* _AIM OF THE EXERCISE_
Please restate each line of the data that follows word for word, skipping any image.
[EXTRACTED MATERIAL]
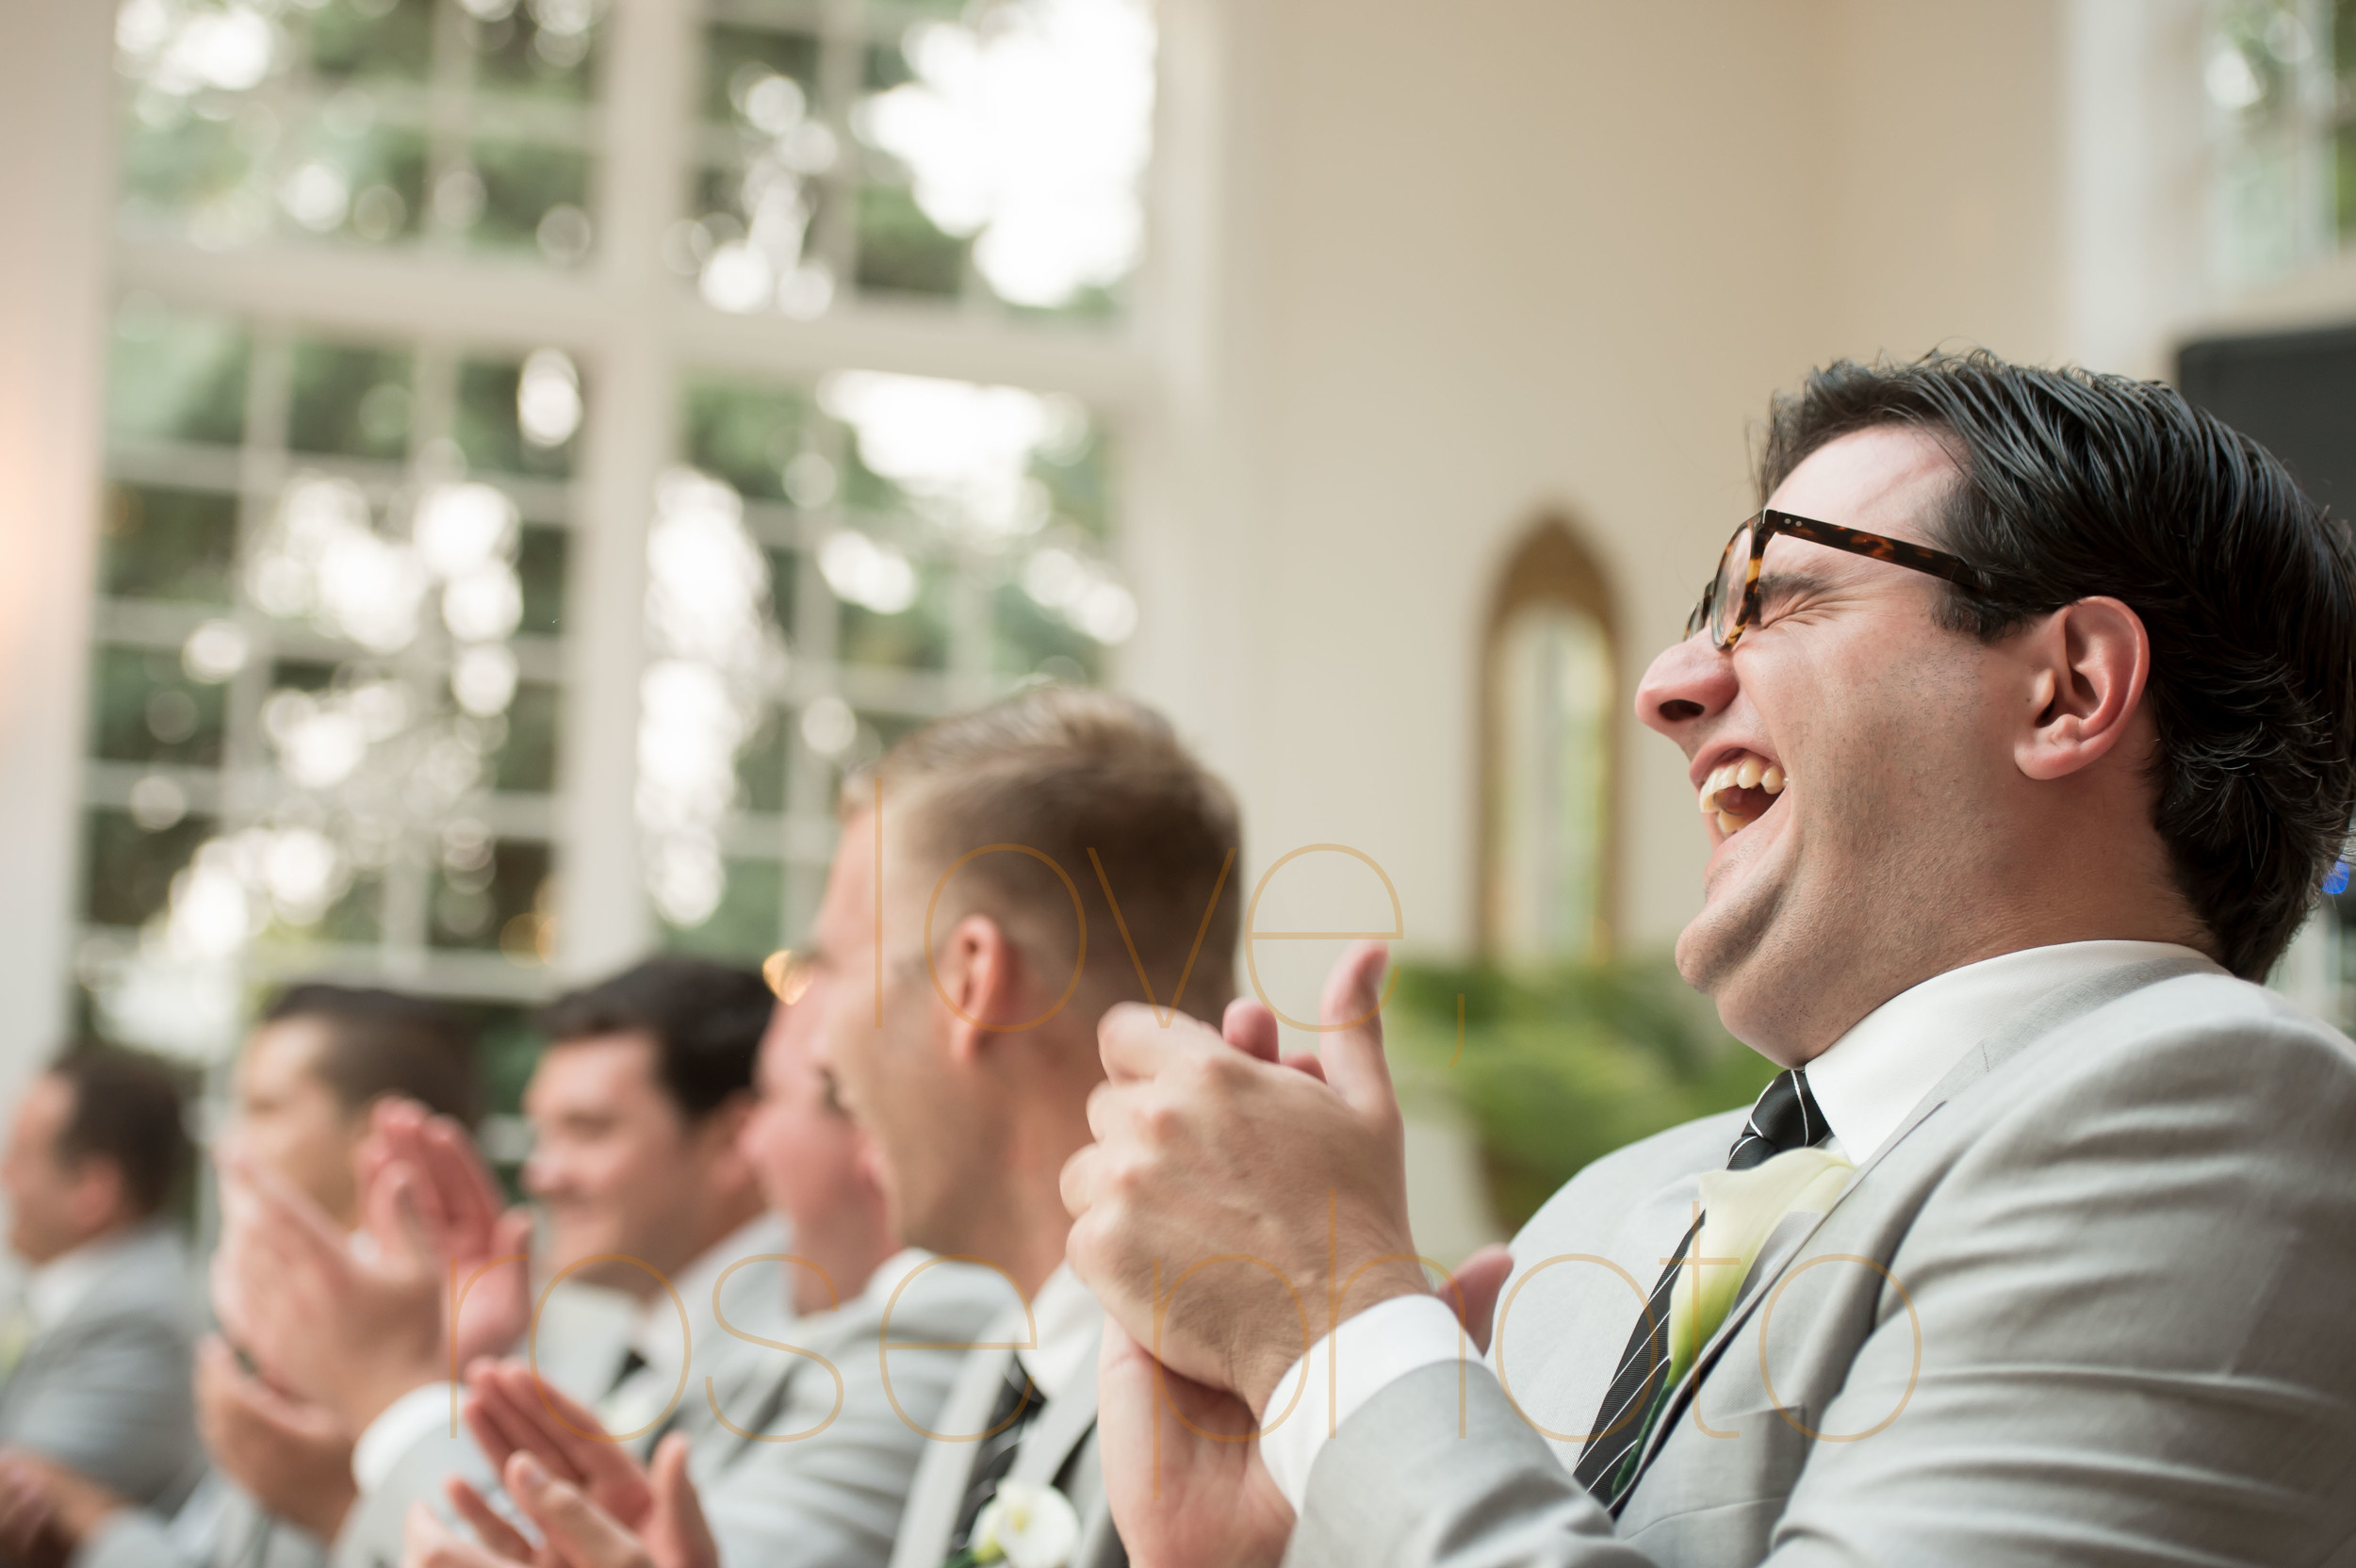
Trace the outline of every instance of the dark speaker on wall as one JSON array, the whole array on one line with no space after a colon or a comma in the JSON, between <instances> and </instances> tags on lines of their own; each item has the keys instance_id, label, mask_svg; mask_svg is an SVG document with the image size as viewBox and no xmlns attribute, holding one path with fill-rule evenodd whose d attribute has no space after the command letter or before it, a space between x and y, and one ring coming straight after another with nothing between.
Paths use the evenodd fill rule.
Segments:
<instances>
[{"instance_id":1,"label":"dark speaker on wall","mask_svg":"<svg viewBox=\"0 0 2356 1568\"><path fill-rule=\"evenodd\" d=\"M2356 325L2201 338L2179 351L2176 384L2356 518Z\"/></svg>"}]
</instances>

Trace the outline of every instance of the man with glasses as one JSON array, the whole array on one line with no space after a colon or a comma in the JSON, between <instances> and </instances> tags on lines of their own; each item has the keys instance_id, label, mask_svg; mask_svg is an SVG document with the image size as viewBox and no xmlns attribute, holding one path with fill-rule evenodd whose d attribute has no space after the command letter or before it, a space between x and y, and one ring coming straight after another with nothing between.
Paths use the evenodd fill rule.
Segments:
<instances>
[{"instance_id":1,"label":"man with glasses","mask_svg":"<svg viewBox=\"0 0 2356 1568\"><path fill-rule=\"evenodd\" d=\"M1322 1082L1116 1009L1064 1189L1135 1560L2348 1560L2356 1054L2253 983L2356 808L2345 525L1985 354L1816 373L1761 477L1637 712L1710 846L1679 968L1785 1070L1443 1299L1379 948Z\"/></svg>"}]
</instances>

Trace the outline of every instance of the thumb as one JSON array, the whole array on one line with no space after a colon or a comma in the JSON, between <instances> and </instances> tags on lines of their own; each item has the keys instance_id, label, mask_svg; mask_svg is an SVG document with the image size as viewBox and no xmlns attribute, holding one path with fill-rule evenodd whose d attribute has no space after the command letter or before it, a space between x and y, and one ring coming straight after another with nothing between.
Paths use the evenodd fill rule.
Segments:
<instances>
[{"instance_id":1,"label":"thumb","mask_svg":"<svg viewBox=\"0 0 2356 1568\"><path fill-rule=\"evenodd\" d=\"M532 1211L521 1204L499 1217L491 1227L491 1256L515 1259L517 1266L532 1264Z\"/></svg>"},{"instance_id":2,"label":"thumb","mask_svg":"<svg viewBox=\"0 0 2356 1568\"><path fill-rule=\"evenodd\" d=\"M417 1168L406 1160L379 1166L361 1200L361 1228L386 1262L417 1258L426 1250L417 1211Z\"/></svg>"},{"instance_id":3,"label":"thumb","mask_svg":"<svg viewBox=\"0 0 2356 1568\"><path fill-rule=\"evenodd\" d=\"M685 1432L668 1433L655 1446L654 1467L647 1478L654 1514L646 1525L646 1548L655 1568L715 1568L720 1560L695 1483L687 1478L688 1447Z\"/></svg>"},{"instance_id":4,"label":"thumb","mask_svg":"<svg viewBox=\"0 0 2356 1568\"><path fill-rule=\"evenodd\" d=\"M1440 1298L1456 1309L1457 1320L1472 1337L1474 1348L1489 1353L1496 1331L1497 1295L1513 1272L1513 1254L1501 1246L1483 1247L1456 1266L1456 1273L1441 1288Z\"/></svg>"},{"instance_id":5,"label":"thumb","mask_svg":"<svg viewBox=\"0 0 2356 1568\"><path fill-rule=\"evenodd\" d=\"M1382 981L1389 962L1390 951L1381 942L1358 943L1325 977L1325 995L1317 1006L1325 1081L1362 1115L1399 1114L1390 1064L1383 1059Z\"/></svg>"}]
</instances>

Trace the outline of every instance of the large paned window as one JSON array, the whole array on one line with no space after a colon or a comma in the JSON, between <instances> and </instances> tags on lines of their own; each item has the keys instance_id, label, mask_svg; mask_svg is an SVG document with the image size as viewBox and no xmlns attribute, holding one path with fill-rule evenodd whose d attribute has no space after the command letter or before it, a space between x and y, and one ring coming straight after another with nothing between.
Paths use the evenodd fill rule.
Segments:
<instances>
[{"instance_id":1,"label":"large paned window","mask_svg":"<svg viewBox=\"0 0 2356 1568\"><path fill-rule=\"evenodd\" d=\"M1141 0L124 0L74 983L511 1033L798 935L844 770L1113 673ZM594 894L594 896L592 896Z\"/></svg>"},{"instance_id":2,"label":"large paned window","mask_svg":"<svg viewBox=\"0 0 2356 1568\"><path fill-rule=\"evenodd\" d=\"M2201 80L2221 279L2266 283L2356 236L2356 0L2213 0Z\"/></svg>"}]
</instances>

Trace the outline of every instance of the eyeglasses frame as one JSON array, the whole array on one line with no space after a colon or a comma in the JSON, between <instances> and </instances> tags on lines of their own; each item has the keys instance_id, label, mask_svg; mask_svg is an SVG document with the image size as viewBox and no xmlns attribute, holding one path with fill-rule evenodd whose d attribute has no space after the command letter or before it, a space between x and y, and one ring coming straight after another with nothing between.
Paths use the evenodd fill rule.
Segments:
<instances>
[{"instance_id":1,"label":"eyeglasses frame","mask_svg":"<svg viewBox=\"0 0 2356 1568\"><path fill-rule=\"evenodd\" d=\"M1862 529L1819 522L1813 517L1777 512L1769 507L1761 507L1745 517L1736 525L1734 533L1741 533L1744 529L1751 531L1751 559L1742 576L1742 607L1735 617L1734 629L1726 634L1725 642L1718 641L1716 631L1710 634L1710 645L1722 653L1741 642L1742 633L1748 631L1752 623L1759 619L1759 565L1767 556L1767 541L1778 533L1788 533L1794 539L1823 545L1828 549L1861 555L1870 561L1887 561L1893 566L1904 566L1911 572L1928 572L1933 577L1946 579L1967 593L1985 594L1988 589L1988 574L1959 555L1949 555L1945 550L1935 550L1926 545L1908 544L1904 539L1868 533ZM1728 534L1726 549L1733 547L1734 534ZM1703 587L1702 596L1694 604L1693 612L1685 618L1685 634L1688 637L1709 627L1710 612L1716 607L1718 580L1724 575L1725 566L1726 551L1721 550L1718 552L1718 569L1710 574L1710 581Z\"/></svg>"}]
</instances>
[/EXTRACTED MATERIAL]
* _WRITTEN ANSWER_
Trace the outline of every instance of the dark speaker on wall as one JSON array, the whole array on one line with no space after a colon or a comma in the JSON, between <instances> and </instances> tags on lines of their own; each item has the keys instance_id, label, mask_svg; mask_svg is an SVG document with the image size as viewBox and no xmlns attribute, holding one path with fill-rule evenodd whose d attribute has no space after the command letter or before it, a space between x and y, and one ring coming straight after another with nothing between.
Paths use the evenodd fill rule.
Segments:
<instances>
[{"instance_id":1,"label":"dark speaker on wall","mask_svg":"<svg viewBox=\"0 0 2356 1568\"><path fill-rule=\"evenodd\" d=\"M2356 325L2201 338L2179 351L2176 384L2356 518Z\"/></svg>"}]
</instances>

Trace the outline of every instance of the man with glasses as one JSON array, the whole array on one line with no space after a colon or a comma in the JSON, between <instances> and </instances> tags on lines of their own; each item has the keys instance_id, label, mask_svg; mask_svg is an SVG document with the image size as viewBox and no xmlns attribute, holding one path with fill-rule evenodd whose d attribute has no space after the command letter or before it, a space between x and y, and one ring coming straight after another with nothing between.
Paths use the evenodd fill rule.
Segments:
<instances>
[{"instance_id":1,"label":"man with glasses","mask_svg":"<svg viewBox=\"0 0 2356 1568\"><path fill-rule=\"evenodd\" d=\"M1322 1082L1116 1009L1064 1189L1135 1560L2348 1560L2356 1054L2253 983L2356 808L2345 525L1985 354L1816 373L1761 477L1637 712L1710 846L1679 968L1785 1070L1443 1299L1379 948Z\"/></svg>"}]
</instances>

Trace the outline of every instance of the thumb as one JSON array, the whole array on one line with no space after a colon or a comma in the JSON, between <instances> and </instances> tags on lines of their own; each item has the keys instance_id, label, mask_svg; mask_svg is an SVG document with the image size as viewBox and no xmlns attribute, holding one path with fill-rule evenodd whose d attribute has no space after the command letter or before it, a space between x and y, and one ring coming straight after another with nothing between.
Paths use the evenodd fill rule.
Segments:
<instances>
[{"instance_id":1,"label":"thumb","mask_svg":"<svg viewBox=\"0 0 2356 1568\"><path fill-rule=\"evenodd\" d=\"M532 1211L521 1204L499 1217L491 1227L491 1256L515 1259L517 1266L532 1264Z\"/></svg>"},{"instance_id":2,"label":"thumb","mask_svg":"<svg viewBox=\"0 0 2356 1568\"><path fill-rule=\"evenodd\" d=\"M417 1168L406 1160L379 1166L361 1200L361 1228L386 1262L417 1258L426 1250L417 1211Z\"/></svg>"},{"instance_id":3,"label":"thumb","mask_svg":"<svg viewBox=\"0 0 2356 1568\"><path fill-rule=\"evenodd\" d=\"M685 1432L668 1433L655 1446L654 1467L647 1478L654 1514L646 1525L646 1548L655 1568L715 1568L720 1560L695 1483L687 1478L688 1447Z\"/></svg>"},{"instance_id":4,"label":"thumb","mask_svg":"<svg viewBox=\"0 0 2356 1568\"><path fill-rule=\"evenodd\" d=\"M1440 1298L1456 1309L1457 1320L1472 1337L1474 1348L1489 1353L1496 1331L1497 1295L1513 1272L1513 1254L1501 1246L1483 1247L1456 1266L1456 1273L1441 1288Z\"/></svg>"},{"instance_id":5,"label":"thumb","mask_svg":"<svg viewBox=\"0 0 2356 1568\"><path fill-rule=\"evenodd\" d=\"M1382 981L1389 962L1390 951L1381 942L1358 943L1325 977L1325 995L1317 1006L1325 1081L1362 1115L1399 1114L1390 1064L1383 1059Z\"/></svg>"}]
</instances>

Trace the outline of every instance of the large paned window as one JSON array, the whole array on one line with no space after a colon or a comma in the JSON, between <instances> and </instances> tags on lines of their own; each item has the keys instance_id, label, mask_svg; mask_svg is an SVG document with the image size as viewBox and no xmlns attribute, holding one path with fill-rule evenodd whose d attribute has no space after the command letter or before it, a space between x and y, and one ring coming straight after another with nothing between.
Paths use the evenodd fill rule.
Segments:
<instances>
[{"instance_id":1,"label":"large paned window","mask_svg":"<svg viewBox=\"0 0 2356 1568\"><path fill-rule=\"evenodd\" d=\"M1141 0L124 0L74 983L511 1033L798 935L844 770L1113 673ZM594 894L594 896L592 896Z\"/></svg>"},{"instance_id":2,"label":"large paned window","mask_svg":"<svg viewBox=\"0 0 2356 1568\"><path fill-rule=\"evenodd\" d=\"M2201 80L2221 279L2266 283L2356 236L2356 0L2213 0Z\"/></svg>"}]
</instances>

Trace the outline of every instance of the eyeglasses frame as one JSON array, the whole array on one line with no space after a colon or a comma in the JSON, between <instances> and </instances> tags on lines of their own; each item has the keys instance_id, label, mask_svg; mask_svg is an SVG document with the image size as viewBox and no xmlns attribute, holding one path with fill-rule evenodd whose d attribute has no space after the command letter or before it, a space between x and y, and one ring coming straight after another with nothing between.
Paths use the evenodd fill rule.
Segments:
<instances>
[{"instance_id":1,"label":"eyeglasses frame","mask_svg":"<svg viewBox=\"0 0 2356 1568\"><path fill-rule=\"evenodd\" d=\"M1862 529L1819 522L1813 517L1777 512L1769 507L1761 507L1745 517L1736 525L1734 533L1741 533L1744 529L1751 531L1751 559L1742 576L1742 607L1735 617L1734 629L1726 634L1725 642L1718 641L1716 631L1710 634L1710 645L1722 653L1741 642L1742 633L1748 631L1752 623L1759 619L1759 565L1767 556L1767 541L1778 533L1788 533L1794 539L1823 545L1828 549L1861 555L1870 561L1887 561L1893 566L1904 566L1911 572L1928 572L1933 577L1946 579L1967 593L1985 594L1988 589L1988 574L1959 555L1949 555L1945 550L1935 550L1926 545L1908 544L1904 539L1868 533ZM1728 534L1726 549L1733 547L1734 534ZM1703 587L1702 596L1694 604L1693 612L1685 618L1685 634L1688 637L1709 627L1710 612L1716 607L1718 580L1724 575L1725 566L1726 551L1721 550L1718 552L1718 569L1710 574L1710 581Z\"/></svg>"}]
</instances>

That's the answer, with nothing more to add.